Work to complete:
In the text on internalized oppression below, what did Steele's experience as one of the only black students in his graduate program make him hesitant to do?

Document extract:
In the back of my mind, no amount of determination would prove those beliefs false. Any setback, like a slightly bad grade or critical comment, would only serve to reaffirm my false yet powerful beliefs. Not to mention, I thought I was alone in this experience since my peers and professors weren’t discussing it. If I had been made aware of what it was and how it could affect me, I believe I wouldn’t have had as hard of a time dealing with it.
Although I was able to pull through and do well in my classes, internalized oppression and a lack of discussions about it made succeeding significantly harder. It felt like putting in the effort was futile, as I had internalized false biases and subconsciously believed them as true. This only continued into future semesters and classes, disguised as stress from course load.
Internalized oppression and stereotype threat, another close phenomenon, and their relationship with education have been studied. In chapter nine of Dr. Claude Steele’s book, “Whistling Vivaldi,” he recounts stories showing how internalized oppression can impact student performance in educational spaces. These stories relate more directly to stereotype threat, but I will use Steele’s own experience to show the possible impacts of internalized oppression.
One story, from the perspective of Steele himself, describes how being one of the only black students in a graduate psychology program impacted his perception of himself and black people in general. He questioned whether the oppressive beliefs about black people’s intellectual ability were as true as oppressive society said they were. This led to him feeling hesitant to ask questions in class. This experience’s impact on his participation could have been a factor that negatively impacted his learning, given that he may not have gotten his questions answered or generally had the support he needed.

Listed records:
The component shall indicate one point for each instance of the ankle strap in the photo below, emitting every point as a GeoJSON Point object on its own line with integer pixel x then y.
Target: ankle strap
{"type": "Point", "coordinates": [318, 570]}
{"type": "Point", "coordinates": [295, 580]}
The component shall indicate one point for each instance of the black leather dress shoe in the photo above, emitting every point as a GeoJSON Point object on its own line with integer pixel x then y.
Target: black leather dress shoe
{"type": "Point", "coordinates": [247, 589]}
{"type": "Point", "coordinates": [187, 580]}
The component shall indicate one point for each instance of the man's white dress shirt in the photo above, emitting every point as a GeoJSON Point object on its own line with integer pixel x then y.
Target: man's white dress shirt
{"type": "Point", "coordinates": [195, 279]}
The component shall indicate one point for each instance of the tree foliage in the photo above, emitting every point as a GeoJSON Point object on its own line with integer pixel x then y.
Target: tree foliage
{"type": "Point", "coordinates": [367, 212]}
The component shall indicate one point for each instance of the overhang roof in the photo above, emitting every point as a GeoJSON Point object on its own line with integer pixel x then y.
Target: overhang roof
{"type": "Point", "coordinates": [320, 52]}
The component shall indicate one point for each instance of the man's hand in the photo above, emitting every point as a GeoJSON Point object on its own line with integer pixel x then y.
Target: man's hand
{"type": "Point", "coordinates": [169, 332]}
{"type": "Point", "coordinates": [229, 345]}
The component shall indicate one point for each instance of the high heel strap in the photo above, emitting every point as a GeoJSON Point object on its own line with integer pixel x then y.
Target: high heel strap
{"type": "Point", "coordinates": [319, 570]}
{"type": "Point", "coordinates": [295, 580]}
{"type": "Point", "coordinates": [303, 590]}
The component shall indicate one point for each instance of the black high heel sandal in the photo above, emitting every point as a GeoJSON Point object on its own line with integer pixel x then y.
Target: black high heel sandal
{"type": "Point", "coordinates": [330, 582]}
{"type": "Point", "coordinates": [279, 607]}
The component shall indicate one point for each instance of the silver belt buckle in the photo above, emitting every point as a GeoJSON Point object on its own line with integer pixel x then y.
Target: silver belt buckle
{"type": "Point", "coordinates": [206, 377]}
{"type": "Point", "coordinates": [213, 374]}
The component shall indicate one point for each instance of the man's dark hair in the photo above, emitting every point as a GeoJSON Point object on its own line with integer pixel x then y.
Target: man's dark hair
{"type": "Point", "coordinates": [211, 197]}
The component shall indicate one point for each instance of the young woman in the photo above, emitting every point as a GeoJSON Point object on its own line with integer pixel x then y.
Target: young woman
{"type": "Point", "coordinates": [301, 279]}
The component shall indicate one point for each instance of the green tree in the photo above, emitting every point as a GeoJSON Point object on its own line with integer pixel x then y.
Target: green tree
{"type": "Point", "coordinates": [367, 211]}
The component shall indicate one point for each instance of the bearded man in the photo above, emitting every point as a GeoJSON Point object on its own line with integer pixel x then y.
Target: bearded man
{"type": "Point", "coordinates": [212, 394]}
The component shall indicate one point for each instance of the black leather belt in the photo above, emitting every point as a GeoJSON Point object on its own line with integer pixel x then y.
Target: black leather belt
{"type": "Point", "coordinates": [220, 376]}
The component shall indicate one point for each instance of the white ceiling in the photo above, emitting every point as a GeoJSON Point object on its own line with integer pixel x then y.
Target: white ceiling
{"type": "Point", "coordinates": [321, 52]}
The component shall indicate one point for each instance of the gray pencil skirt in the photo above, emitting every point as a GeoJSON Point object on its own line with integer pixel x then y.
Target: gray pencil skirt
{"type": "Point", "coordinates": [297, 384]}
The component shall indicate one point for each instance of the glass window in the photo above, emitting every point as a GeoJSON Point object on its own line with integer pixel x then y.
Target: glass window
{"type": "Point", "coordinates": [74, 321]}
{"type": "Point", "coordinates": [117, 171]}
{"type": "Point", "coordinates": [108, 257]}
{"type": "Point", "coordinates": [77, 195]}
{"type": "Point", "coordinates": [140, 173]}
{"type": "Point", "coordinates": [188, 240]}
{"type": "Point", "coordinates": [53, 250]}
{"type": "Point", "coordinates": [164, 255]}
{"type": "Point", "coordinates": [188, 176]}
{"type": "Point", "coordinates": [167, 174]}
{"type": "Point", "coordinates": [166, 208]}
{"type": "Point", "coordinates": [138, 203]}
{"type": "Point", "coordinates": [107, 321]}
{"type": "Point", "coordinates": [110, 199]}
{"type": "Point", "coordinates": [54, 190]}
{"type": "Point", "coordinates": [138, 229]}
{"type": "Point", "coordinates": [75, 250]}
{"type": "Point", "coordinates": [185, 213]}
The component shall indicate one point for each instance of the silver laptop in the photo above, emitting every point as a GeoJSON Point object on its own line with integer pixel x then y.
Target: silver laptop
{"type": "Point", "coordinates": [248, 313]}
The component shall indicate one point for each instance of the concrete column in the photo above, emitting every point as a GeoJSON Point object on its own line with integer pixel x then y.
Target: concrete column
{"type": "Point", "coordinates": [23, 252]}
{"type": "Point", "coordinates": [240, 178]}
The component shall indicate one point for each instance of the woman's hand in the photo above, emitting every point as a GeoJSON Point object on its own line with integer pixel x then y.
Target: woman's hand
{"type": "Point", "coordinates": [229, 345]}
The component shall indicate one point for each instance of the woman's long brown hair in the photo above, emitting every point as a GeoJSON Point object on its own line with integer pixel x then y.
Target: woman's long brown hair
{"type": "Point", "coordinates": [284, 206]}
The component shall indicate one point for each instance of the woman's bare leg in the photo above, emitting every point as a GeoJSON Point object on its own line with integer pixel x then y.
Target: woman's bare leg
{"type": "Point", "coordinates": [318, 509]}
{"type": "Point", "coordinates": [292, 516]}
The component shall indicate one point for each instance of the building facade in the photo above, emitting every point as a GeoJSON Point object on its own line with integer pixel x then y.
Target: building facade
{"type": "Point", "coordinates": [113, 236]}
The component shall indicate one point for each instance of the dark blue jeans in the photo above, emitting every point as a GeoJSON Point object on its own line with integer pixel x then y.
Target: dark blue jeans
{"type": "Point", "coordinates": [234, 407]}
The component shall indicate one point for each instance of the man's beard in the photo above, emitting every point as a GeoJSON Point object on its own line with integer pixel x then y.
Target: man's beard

Completed task:
Ask questions in class.